§ BRIEF: Put every line of the listing below into a Markdown table with the columns Row and Line, numbering the rows in order and leaving out blank lines.

§ SUPPLIED ENTRIES:
◇ ◇ ◇ ◇ ◇ ◇ ◇
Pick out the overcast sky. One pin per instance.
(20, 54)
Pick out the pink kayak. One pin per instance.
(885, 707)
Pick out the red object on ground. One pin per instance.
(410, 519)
◇ ◇ ◇ ◇ ◇ ◇ ◇
§ TASK RESULT:
| Row | Line |
|---|---|
| 1 | Pick out the overcast sky. One pin per instance. |
| 2 | (20, 54) |
| 3 | Pick out the pink kayak. One pin per instance. |
| 4 | (885, 707) |
| 5 | Pick out the red object on ground. One pin per instance. |
| 6 | (410, 519) |